--- START ---
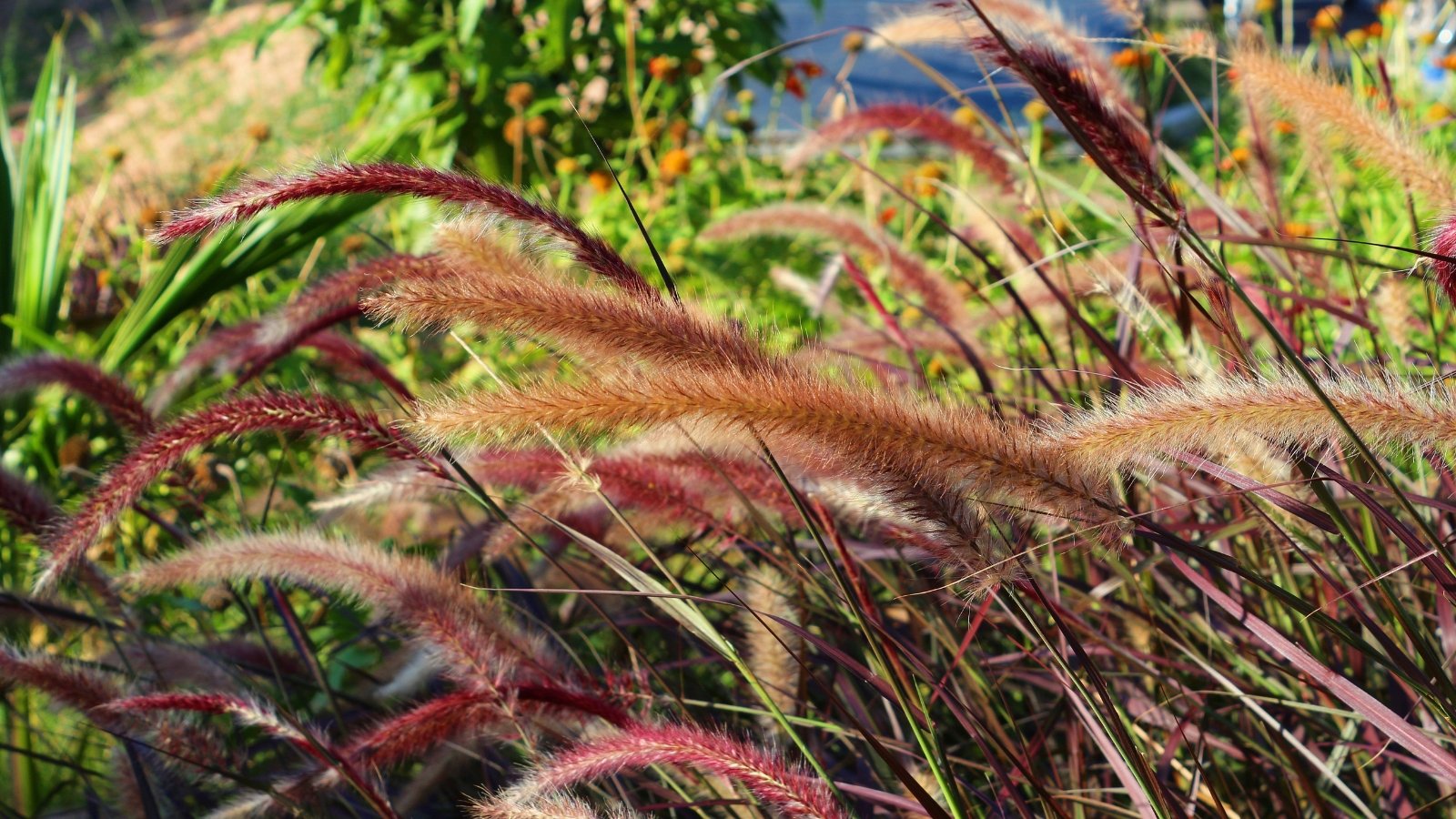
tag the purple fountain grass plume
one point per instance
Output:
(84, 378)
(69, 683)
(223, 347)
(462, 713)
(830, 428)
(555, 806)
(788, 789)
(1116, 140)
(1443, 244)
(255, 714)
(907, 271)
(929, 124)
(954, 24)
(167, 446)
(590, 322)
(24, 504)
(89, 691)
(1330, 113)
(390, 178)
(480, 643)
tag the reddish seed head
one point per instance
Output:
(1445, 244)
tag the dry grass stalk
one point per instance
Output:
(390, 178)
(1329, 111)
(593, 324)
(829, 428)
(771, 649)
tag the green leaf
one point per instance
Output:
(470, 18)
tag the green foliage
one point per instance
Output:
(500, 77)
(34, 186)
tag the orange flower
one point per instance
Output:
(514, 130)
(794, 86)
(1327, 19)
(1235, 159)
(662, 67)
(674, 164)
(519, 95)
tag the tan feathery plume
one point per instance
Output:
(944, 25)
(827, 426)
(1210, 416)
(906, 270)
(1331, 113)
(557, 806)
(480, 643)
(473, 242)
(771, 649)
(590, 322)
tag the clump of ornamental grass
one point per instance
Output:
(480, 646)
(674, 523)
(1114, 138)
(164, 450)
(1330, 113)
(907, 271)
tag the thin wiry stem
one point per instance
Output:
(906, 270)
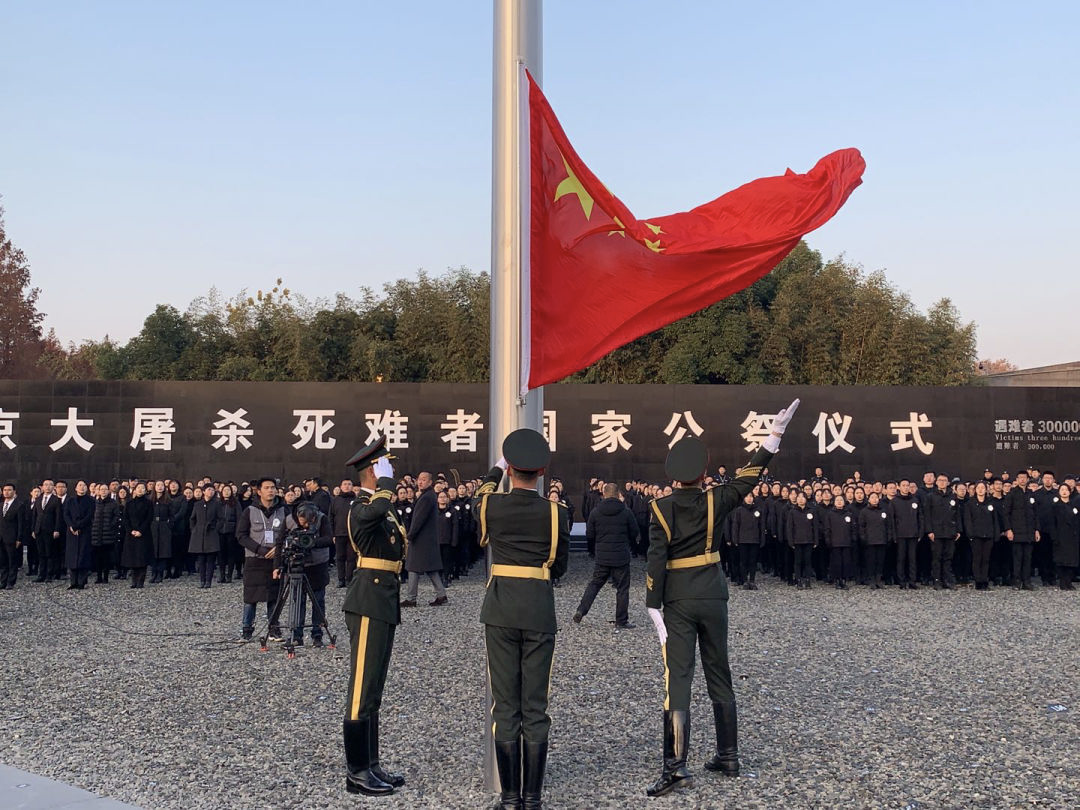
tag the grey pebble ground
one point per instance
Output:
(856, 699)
--- END ---
--- START ---
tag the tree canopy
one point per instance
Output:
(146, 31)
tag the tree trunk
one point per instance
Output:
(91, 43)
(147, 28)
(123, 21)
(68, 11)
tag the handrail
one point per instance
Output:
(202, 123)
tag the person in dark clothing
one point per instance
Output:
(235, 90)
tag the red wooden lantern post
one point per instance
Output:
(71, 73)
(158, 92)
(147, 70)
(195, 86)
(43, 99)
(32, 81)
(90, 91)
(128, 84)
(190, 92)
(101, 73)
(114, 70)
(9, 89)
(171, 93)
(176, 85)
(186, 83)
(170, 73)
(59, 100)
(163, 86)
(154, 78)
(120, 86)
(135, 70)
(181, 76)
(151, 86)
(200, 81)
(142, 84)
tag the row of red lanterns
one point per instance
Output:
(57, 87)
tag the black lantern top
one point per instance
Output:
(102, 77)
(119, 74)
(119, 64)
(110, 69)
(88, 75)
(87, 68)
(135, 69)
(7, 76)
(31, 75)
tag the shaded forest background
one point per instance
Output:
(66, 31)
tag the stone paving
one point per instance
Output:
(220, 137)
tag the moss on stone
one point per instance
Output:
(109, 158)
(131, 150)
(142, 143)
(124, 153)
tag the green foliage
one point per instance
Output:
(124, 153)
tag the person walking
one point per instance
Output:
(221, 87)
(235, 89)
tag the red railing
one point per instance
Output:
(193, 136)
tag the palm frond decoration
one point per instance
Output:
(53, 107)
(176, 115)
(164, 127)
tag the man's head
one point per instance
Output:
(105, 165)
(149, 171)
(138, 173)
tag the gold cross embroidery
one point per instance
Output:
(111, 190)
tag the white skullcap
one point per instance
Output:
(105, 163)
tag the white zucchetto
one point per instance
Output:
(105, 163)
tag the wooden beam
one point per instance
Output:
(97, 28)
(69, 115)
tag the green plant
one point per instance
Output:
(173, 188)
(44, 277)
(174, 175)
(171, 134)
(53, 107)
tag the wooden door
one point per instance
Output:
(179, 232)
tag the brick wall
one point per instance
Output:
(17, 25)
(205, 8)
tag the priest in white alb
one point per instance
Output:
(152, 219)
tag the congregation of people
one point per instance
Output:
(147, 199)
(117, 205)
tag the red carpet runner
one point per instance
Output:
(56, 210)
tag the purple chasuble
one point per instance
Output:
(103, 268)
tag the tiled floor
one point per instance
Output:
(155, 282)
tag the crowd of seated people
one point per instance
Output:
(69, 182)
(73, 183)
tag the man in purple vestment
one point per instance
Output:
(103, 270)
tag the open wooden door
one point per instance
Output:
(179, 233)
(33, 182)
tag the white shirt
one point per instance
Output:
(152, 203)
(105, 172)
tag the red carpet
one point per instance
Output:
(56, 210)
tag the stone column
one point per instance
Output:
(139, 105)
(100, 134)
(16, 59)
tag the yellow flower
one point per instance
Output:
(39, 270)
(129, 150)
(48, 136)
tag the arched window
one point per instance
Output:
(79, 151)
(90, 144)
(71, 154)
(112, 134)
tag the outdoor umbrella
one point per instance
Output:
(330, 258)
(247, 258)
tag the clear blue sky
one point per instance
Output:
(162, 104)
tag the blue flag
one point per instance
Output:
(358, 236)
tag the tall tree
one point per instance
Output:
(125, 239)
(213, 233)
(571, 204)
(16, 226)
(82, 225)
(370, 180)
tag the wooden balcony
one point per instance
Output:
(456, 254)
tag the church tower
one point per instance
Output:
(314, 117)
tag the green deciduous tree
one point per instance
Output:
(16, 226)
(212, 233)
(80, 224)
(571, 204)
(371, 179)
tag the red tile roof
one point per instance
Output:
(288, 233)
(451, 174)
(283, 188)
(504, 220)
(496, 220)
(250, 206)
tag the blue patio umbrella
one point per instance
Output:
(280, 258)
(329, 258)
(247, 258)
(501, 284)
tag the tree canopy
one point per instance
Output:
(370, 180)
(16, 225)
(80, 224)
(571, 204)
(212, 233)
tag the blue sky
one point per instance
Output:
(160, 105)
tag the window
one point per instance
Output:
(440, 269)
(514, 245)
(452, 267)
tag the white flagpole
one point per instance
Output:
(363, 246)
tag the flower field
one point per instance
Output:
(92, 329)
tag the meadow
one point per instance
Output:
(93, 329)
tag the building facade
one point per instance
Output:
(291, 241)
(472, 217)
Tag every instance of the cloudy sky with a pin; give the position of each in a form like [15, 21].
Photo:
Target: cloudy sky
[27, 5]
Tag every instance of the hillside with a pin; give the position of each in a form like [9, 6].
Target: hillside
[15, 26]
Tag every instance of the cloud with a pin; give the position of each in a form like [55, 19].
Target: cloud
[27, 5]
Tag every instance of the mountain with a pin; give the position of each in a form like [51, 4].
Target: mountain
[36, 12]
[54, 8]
--- END ---
Task to carry out — Transcribe the lines above between the line holding "tag the tiled floor" and the line holding "tag the open wooden door", inclusive, exactly as they stand and with nothing added.

Response to this task —
tag the tiled floor
one point per instance
Output:
(155, 282)
tag the crowd of seated people
one point per instance
Output:
(69, 182)
(73, 183)
tag the man in purple vestment
one point per instance
Output:
(103, 270)
tag the open wooden door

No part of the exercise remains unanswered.